ENTRIES
-.-.-
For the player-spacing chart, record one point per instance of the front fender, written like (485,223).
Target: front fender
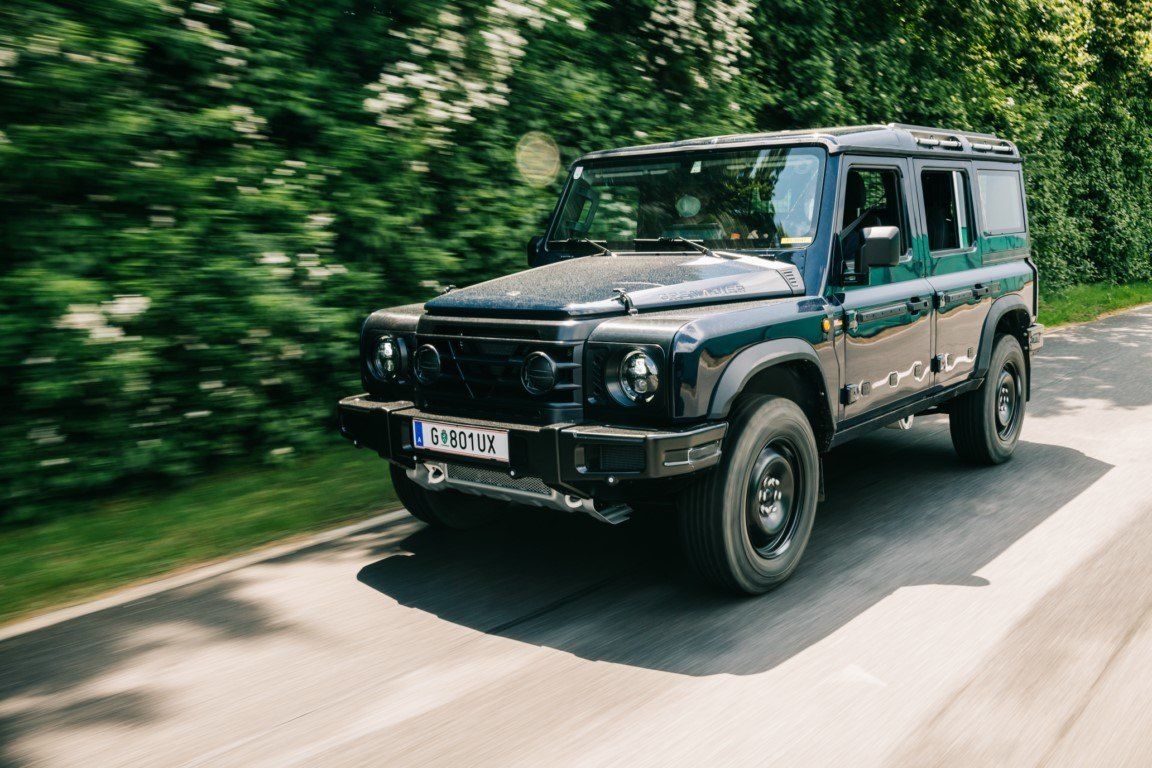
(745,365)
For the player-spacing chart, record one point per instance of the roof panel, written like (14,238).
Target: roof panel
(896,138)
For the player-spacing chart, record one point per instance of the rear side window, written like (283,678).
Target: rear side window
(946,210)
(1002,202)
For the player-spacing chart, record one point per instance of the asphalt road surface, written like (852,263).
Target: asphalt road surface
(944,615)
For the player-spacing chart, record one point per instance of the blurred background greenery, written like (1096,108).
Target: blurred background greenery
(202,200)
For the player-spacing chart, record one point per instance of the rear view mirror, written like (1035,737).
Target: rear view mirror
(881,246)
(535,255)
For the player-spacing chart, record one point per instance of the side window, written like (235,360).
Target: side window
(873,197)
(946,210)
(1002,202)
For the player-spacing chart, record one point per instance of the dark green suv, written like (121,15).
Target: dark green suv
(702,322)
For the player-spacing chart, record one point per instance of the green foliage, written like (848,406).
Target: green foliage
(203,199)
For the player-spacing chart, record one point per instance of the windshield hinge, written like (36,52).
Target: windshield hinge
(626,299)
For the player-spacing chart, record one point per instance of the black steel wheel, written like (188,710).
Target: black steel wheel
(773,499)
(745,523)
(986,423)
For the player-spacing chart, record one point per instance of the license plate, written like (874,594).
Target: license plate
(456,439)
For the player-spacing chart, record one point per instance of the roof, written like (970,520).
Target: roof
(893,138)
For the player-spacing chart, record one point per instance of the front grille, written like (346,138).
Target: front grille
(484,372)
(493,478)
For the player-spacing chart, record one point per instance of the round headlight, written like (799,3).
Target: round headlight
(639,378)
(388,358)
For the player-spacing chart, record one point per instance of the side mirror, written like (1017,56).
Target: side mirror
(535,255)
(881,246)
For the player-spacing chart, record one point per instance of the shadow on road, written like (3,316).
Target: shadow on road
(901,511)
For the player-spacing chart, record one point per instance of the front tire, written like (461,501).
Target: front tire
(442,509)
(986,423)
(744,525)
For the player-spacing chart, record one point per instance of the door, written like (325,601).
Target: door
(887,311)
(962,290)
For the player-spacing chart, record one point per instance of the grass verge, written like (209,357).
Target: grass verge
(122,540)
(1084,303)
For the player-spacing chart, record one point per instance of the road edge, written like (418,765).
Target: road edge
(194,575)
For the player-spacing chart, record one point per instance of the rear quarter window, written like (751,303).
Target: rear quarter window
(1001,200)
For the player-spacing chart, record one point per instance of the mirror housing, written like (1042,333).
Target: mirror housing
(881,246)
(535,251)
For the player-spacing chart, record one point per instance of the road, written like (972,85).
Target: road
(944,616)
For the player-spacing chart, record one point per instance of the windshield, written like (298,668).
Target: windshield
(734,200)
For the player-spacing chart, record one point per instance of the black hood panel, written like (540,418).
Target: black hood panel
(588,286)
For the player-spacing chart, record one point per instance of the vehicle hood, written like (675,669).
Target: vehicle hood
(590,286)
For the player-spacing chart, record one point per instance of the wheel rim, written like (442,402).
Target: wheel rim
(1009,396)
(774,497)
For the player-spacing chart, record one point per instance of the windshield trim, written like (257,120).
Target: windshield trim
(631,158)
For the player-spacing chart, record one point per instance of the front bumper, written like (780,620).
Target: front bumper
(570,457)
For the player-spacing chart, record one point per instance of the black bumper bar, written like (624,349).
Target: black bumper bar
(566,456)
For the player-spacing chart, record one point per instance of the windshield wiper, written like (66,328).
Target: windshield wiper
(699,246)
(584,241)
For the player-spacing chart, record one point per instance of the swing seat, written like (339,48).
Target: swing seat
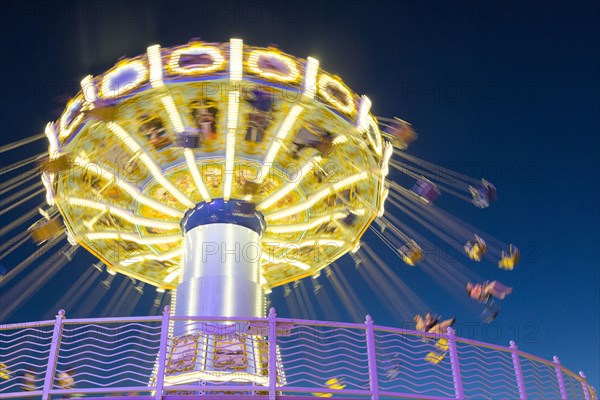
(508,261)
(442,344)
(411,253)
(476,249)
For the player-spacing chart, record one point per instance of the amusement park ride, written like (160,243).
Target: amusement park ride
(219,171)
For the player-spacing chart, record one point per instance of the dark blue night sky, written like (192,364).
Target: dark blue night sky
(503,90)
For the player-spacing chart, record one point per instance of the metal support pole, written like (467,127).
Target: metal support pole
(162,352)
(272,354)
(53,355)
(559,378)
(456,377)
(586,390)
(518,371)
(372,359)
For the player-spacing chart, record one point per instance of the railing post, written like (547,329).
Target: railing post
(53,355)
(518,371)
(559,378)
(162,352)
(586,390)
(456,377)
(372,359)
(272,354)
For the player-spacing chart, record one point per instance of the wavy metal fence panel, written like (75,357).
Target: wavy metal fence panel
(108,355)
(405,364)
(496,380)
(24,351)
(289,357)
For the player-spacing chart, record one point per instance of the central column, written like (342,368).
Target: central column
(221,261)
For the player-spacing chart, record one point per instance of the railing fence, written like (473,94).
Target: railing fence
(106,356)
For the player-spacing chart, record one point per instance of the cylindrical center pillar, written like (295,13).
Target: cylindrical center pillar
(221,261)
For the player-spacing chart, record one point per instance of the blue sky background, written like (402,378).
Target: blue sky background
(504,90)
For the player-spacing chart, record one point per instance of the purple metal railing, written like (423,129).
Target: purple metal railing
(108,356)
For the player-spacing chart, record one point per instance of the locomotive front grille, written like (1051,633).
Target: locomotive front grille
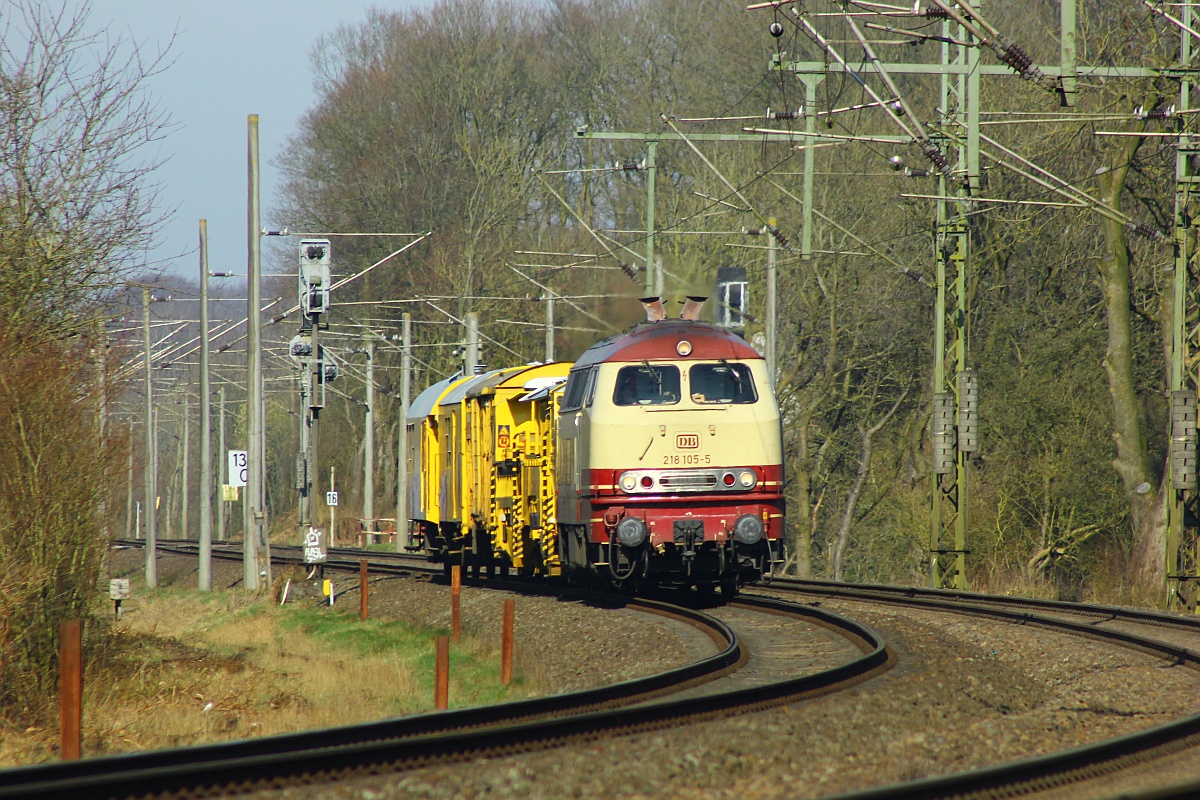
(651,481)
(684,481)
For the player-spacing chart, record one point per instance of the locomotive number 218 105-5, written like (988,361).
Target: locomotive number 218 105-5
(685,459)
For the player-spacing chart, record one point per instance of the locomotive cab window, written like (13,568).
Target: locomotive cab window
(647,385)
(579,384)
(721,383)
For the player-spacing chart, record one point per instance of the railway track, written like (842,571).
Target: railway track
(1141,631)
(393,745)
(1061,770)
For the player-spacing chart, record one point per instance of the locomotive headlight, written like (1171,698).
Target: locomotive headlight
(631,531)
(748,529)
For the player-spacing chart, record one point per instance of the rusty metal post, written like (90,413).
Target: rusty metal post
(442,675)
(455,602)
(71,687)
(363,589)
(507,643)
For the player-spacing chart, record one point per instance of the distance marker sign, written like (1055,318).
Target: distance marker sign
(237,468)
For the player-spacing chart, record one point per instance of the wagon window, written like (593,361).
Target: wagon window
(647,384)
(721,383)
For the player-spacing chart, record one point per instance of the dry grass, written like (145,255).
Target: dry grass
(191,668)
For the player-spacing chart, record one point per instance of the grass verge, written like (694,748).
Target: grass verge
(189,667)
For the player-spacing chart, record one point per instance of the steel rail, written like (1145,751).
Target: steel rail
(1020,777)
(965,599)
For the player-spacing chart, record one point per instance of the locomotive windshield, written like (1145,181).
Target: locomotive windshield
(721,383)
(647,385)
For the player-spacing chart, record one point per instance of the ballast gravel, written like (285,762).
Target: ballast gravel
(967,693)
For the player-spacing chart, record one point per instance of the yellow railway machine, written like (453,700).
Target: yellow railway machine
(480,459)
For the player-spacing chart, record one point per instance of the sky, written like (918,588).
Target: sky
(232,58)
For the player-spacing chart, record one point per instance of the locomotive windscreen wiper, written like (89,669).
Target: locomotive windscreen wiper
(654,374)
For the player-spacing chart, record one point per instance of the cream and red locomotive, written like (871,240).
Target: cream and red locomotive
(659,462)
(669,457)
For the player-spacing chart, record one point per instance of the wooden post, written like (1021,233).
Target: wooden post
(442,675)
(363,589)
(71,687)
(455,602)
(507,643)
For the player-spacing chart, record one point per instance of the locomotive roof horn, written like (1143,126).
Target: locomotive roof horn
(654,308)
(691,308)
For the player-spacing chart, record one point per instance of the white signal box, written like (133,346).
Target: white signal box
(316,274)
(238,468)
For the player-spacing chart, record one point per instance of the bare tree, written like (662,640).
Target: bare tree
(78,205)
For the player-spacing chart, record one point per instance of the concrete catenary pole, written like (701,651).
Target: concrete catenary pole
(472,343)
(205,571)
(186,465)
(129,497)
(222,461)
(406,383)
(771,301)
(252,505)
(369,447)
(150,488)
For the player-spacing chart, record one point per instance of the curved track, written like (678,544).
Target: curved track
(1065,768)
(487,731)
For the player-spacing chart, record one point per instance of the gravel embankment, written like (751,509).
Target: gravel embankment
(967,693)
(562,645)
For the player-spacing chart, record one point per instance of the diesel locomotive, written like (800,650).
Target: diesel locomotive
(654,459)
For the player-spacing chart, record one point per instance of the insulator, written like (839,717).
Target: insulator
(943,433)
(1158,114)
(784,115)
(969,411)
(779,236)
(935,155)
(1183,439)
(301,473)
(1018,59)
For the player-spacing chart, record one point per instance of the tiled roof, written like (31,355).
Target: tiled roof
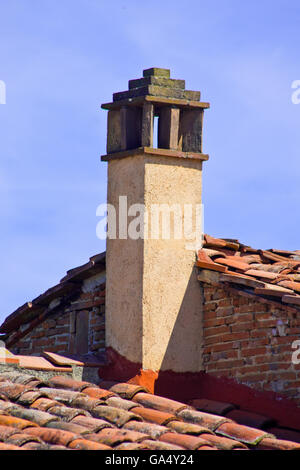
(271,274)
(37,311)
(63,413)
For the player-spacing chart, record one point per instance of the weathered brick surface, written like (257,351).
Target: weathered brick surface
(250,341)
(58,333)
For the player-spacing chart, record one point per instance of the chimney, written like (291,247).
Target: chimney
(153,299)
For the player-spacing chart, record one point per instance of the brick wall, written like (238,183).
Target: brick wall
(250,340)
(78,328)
-.-.-
SET TASK
Go to the line containing "written like (871,240)." and set it down, along with every later line through the last one, exactly as written and without the pictures.

EXERCISE SOLUTION
For the player-spacing chart, record one point per instance of the cream and red locomotive, written like (871,240).
Target: cream and red locomotive
(659,462)
(669,457)
For the player-spacing chart, record one point per instance of the wooden post, written like (1021,233).
Target: wooden post
(442,675)
(363,589)
(71,687)
(455,602)
(507,643)
For the player-spacing chart, record one point per instance of the locomotive roof horn, written like (1143,126).
Target: locomotive roof horn
(654,308)
(691,308)
For the player-spacing chart, record one point per instance of the white signal box, written like (133,346).
Target: white signal box
(316,274)
(238,468)
For the player-spacing chart, record one point per instance of the bare tree, written like (662,640).
Target: bare tree
(78,205)
For the player-spacing chart, record one point per instance of the concrete catenary pole, written like (701,651).
Target: concrete catenary pole
(472,343)
(205,571)
(186,465)
(129,497)
(222,461)
(406,383)
(771,301)
(252,505)
(369,447)
(150,488)
For the player-spacing chart, record one point per instance of the curved track, written like (678,544).
Target: curved track
(1065,768)
(487,731)
For the player-spacing chart, record one point per instance of the gravel embankment, written like (751,509).
Target: gravel embankment
(967,693)
(562,645)
For the player-spacing chart, record one point per instance of the diesel locomotive, written like (800,650).
Target: diesel locomotive
(654,459)
For the player-spacing chart, record one point per instance of the insulator, written like (839,717).
Target: insulator
(943,433)
(1158,114)
(784,115)
(969,411)
(779,236)
(935,155)
(1183,439)
(301,473)
(1018,59)
For the player-spacing chart, record one point per instance of the tiled roof, written like (31,355).
Target: tiled roof
(271,274)
(37,311)
(63,413)
For the player-spacing chart, record one point per instance of the weathered brick surface, written like (257,351).
Target: weathered brick surface
(250,341)
(58,333)
For the player-spacing chart, record one point per instance of the chimney, written like (291,247).
Target: chimney
(153,299)
For the player-spacing chart, record one point per instance of the brick wall, written like (238,183).
Target: brick wall
(250,340)
(78,328)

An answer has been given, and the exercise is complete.